> **Prompt**: Can you recast the data below as a numbered list, dropping any blank lines and leaving the pictures out?

[Items listed in a dataset]
★ ★ ★ ★

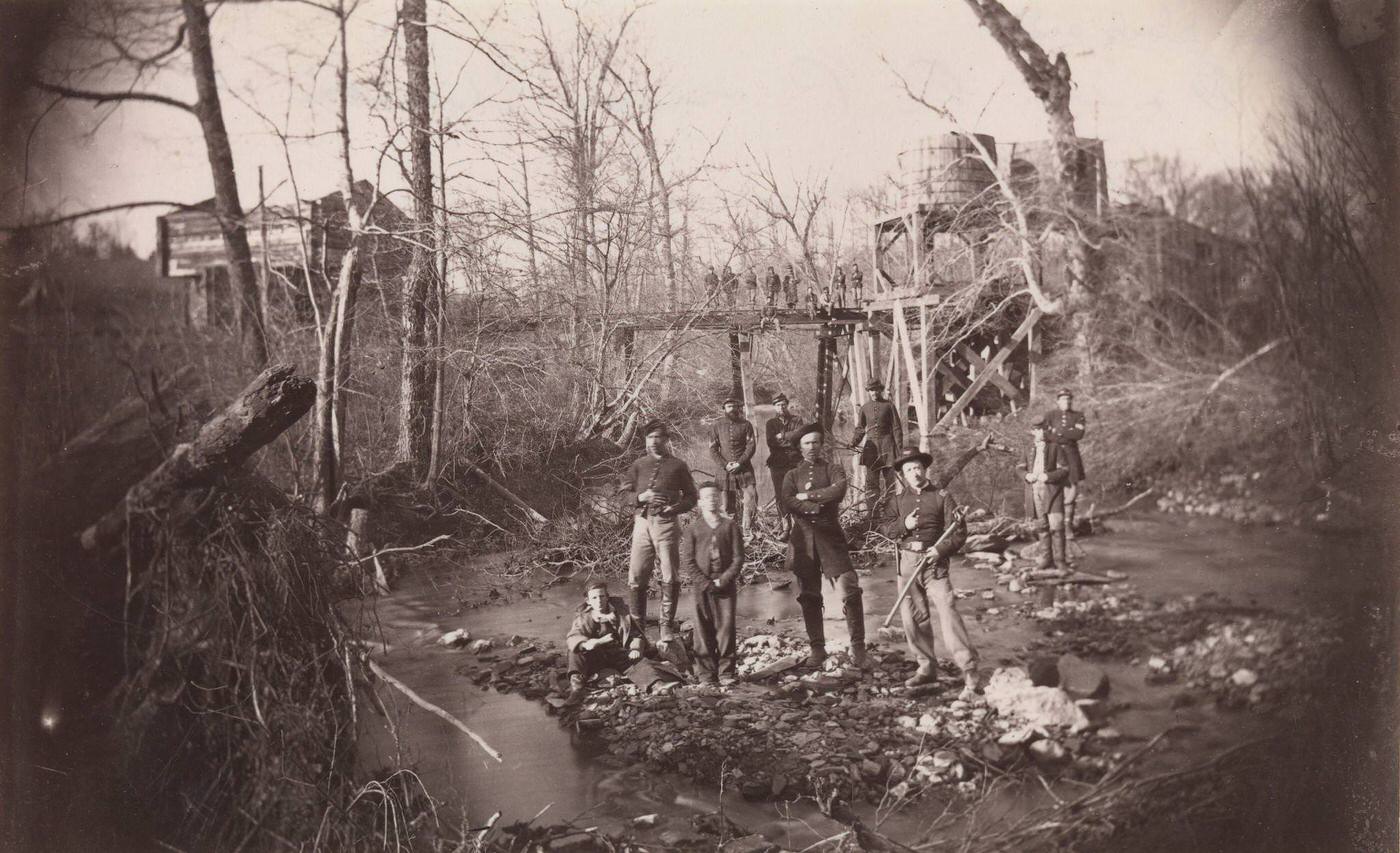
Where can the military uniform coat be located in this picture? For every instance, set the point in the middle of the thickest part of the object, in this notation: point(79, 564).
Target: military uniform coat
point(734, 441)
point(1057, 476)
point(783, 453)
point(935, 509)
point(816, 541)
point(665, 475)
point(879, 426)
point(1066, 429)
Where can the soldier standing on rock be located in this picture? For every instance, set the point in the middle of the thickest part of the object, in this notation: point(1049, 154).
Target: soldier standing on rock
point(711, 551)
point(773, 285)
point(1064, 427)
point(879, 433)
point(917, 521)
point(732, 443)
point(812, 493)
point(1046, 474)
point(657, 488)
point(783, 454)
point(604, 636)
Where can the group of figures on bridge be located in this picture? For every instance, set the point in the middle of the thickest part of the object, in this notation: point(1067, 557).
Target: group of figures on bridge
point(839, 292)
point(906, 500)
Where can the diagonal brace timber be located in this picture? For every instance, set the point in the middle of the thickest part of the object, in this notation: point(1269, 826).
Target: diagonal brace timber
point(966, 397)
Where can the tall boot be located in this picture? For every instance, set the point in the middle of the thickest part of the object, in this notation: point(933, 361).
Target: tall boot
point(1060, 552)
point(639, 605)
point(815, 632)
point(669, 598)
point(1046, 556)
point(854, 611)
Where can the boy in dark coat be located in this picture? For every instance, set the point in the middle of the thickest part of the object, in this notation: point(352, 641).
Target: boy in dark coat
point(1046, 475)
point(711, 552)
point(1064, 427)
point(604, 636)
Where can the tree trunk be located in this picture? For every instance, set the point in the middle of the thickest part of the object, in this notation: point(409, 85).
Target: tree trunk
point(419, 360)
point(227, 206)
point(275, 401)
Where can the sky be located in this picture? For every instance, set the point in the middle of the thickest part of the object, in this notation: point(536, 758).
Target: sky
point(815, 87)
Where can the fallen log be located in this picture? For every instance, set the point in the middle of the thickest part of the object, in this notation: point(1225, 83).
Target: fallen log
point(95, 468)
point(270, 404)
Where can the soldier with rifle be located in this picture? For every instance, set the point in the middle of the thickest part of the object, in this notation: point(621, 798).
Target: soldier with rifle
point(927, 530)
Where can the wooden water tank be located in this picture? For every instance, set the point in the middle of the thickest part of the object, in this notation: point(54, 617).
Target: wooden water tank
point(944, 170)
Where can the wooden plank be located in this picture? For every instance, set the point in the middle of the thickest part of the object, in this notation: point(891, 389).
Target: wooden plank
point(991, 367)
point(916, 378)
point(997, 378)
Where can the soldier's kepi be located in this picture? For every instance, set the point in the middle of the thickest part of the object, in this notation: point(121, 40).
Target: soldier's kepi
point(812, 493)
point(657, 489)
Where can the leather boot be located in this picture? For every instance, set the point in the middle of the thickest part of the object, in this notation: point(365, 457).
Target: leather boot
point(639, 605)
point(815, 632)
point(1046, 556)
point(1060, 552)
point(854, 611)
point(669, 598)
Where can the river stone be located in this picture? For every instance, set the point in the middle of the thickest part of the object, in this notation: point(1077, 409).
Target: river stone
point(749, 843)
point(574, 842)
point(1045, 673)
point(1082, 680)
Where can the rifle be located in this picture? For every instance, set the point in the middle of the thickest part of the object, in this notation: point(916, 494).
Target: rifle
point(931, 555)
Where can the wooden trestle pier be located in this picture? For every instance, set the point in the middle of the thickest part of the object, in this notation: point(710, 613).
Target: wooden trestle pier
point(886, 339)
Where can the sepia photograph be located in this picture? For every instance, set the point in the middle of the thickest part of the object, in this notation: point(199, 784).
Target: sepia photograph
point(744, 426)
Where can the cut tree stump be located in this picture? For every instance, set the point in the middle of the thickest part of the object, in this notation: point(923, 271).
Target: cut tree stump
point(270, 404)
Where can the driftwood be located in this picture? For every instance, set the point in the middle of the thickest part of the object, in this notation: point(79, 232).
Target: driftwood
point(270, 404)
point(434, 710)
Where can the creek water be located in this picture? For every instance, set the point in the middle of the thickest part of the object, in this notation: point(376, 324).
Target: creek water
point(548, 768)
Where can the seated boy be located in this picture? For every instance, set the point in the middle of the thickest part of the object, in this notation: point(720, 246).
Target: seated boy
point(711, 553)
point(604, 636)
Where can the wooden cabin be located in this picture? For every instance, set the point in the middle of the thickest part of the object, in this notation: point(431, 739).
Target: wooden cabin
point(297, 257)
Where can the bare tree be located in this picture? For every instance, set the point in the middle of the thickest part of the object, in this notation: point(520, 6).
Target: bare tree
point(419, 345)
point(1049, 80)
point(135, 41)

★ ★ ★ ★

> **Answer to the problem**:
1. Where can the military uniform coat be located in this picture? For every instance, set the point in the middle of the thickest part of the object, in this notation: point(79, 564).
2. Target: military uniform coat
3. point(734, 441)
4. point(1057, 476)
5. point(783, 453)
6. point(935, 509)
7. point(816, 541)
8. point(665, 475)
9. point(879, 426)
10. point(1066, 429)
11. Where can the soldier standing on rock be located in this picture? For every instance, set the point in the middle of the thickest part of the object, in this notation: point(1049, 154).
12. Target: soldier standing on rock
13. point(711, 551)
14. point(773, 285)
15. point(1064, 427)
16. point(879, 433)
17. point(917, 521)
18. point(732, 443)
19. point(812, 493)
20. point(1046, 474)
21. point(657, 488)
22. point(783, 454)
23. point(604, 636)
24. Where can the group of figures on bridge be located in this picture? For every instance, set the point in the middle of the thickest part of the object, in this notation: point(1067, 557).
25. Target: group of figures on bridge
26. point(839, 292)
27. point(906, 500)
28. Where can the diagonal brace timber be located in this picture? For every instance, set the point in the middle of the thickest part of the object, in this notation: point(1269, 826).
29. Target: diagonal brace timber
30. point(966, 397)
31. Where can the tall boot be located in this picture? For every instance, set the point in the middle of the thickest part of the object, in this notation: point(933, 361).
32. Target: tall boot
33. point(1060, 552)
34. point(639, 605)
35. point(815, 632)
36. point(669, 598)
37. point(1046, 556)
38. point(854, 611)
39. Where can the boy in dark coat be located in this picture? For every instance, set the point in the middle of the thickest part of the object, in this notation: point(352, 641).
40. Target: boy in dark coat
41. point(1046, 475)
42. point(711, 552)
43. point(1064, 427)
44. point(604, 636)
45. Where can the tree trunk be located in this picture? For every instance, set the point in the middle of the thickest part of the object, in this notation: point(409, 85).
46. Target: tree trunk
47. point(419, 360)
48. point(227, 206)
49. point(275, 401)
50. Where can the sky be located in this picture? For every instance, set the point in the middle of the thickest part of the object, in this notation: point(536, 758).
51. Target: sky
52. point(815, 87)
53. Where can the fallen log be located in this picture? For every instance, set the point in the middle of the thickest part of the object, in this notation: point(1225, 83).
54. Target: fallen log
55. point(95, 468)
56. point(270, 404)
57. Where can the soldier with rifle be located in this picture? For every instance, set the point in the middle of the thickest part of the object, in this notation: point(621, 798).
58. Target: soldier with rifle
59. point(927, 530)
60. Where can the wooden water tank be located in this picture? For every instance, set the point in the middle of the thickest part of the object, in this notation: point(54, 617).
61. Target: wooden water tank
62. point(944, 170)
63. Where can the wooden plank be located in this picture? For every instance, set the point in the middle of the thickest part of the object, in this notation: point(891, 389).
64. Target: wooden plank
65. point(991, 367)
66. point(916, 378)
67. point(997, 378)
68. Where can the soldier's kepi be located in this picture? For every instance, set the point in the middle of the thickest part of the object, in this notation: point(121, 40).
69. Target: soldier's kepi
70. point(812, 493)
71. point(657, 489)
72. Where can the leather boot be located in this picture? For every instance, set the point in the middle of the thickest part of the object, in this notation: point(365, 457).
73. Target: leather boot
74. point(639, 605)
75. point(815, 632)
76. point(1046, 556)
77. point(1060, 552)
78. point(854, 611)
79. point(669, 598)
80. Where can the river stone be located in this picture? For every instance, set the point in the middle of the thickest part of the object, in this notation: point(1077, 409).
81. Target: river stone
82. point(749, 843)
83. point(574, 842)
84. point(1045, 673)
85. point(1082, 680)
86. Where can the rifle be located in this picture? For every instance, set the point in the middle of the thickest part of the object, in this notation: point(916, 494).
87. Target: rifle
88. point(931, 555)
89. Where can the wooden trestle pier be located in this picture? For every instance, set the point in the middle of the thickest part of the object, in this notation: point(710, 613).
90. Target: wooden trestle pier
91. point(886, 339)
92. Where can the sepia photograph be located in this picture? For every instance, set the point in the middle of the thickest part of the object, in this notation: point(199, 784).
93. Target: sepia photograph
94. point(744, 426)
95. Where can the cut tree stump be located in this picture? For every instance, set the point in the middle of the thickest part of the object, in this notation: point(923, 271).
96. Target: cut tree stump
97. point(270, 404)
98. Where can the driftwood be located in this picture? For every instance, set the point in the middle of the thickest part of the object, in this notation: point(79, 232).
99. Target: driftwood
100. point(270, 404)
101. point(434, 710)
102. Where can the creek water be located in this picture? For every instance, set the point in the middle of the thickest part of the object, in this notation: point(376, 324).
103. Target: creek water
104. point(548, 768)
105. Where can the seated boy be located in this picture? For every instance, set the point in the middle of the thickest part of the object, in this notation: point(720, 246).
106. Target: seated boy
107. point(711, 553)
108. point(604, 636)
109. Where can the wooden cabin be located in this picture? For every instance, set the point in the middle of the thickest part of the object, in this notation: point(431, 739).
110. Target: wooden cabin
111. point(297, 257)
112. Where can the bare tree be located in this picture? For every instance, set the point in the middle of the thickest part of the object, in this notation: point(520, 6).
113. Target: bare tree
114. point(419, 345)
115. point(1049, 80)
116. point(135, 41)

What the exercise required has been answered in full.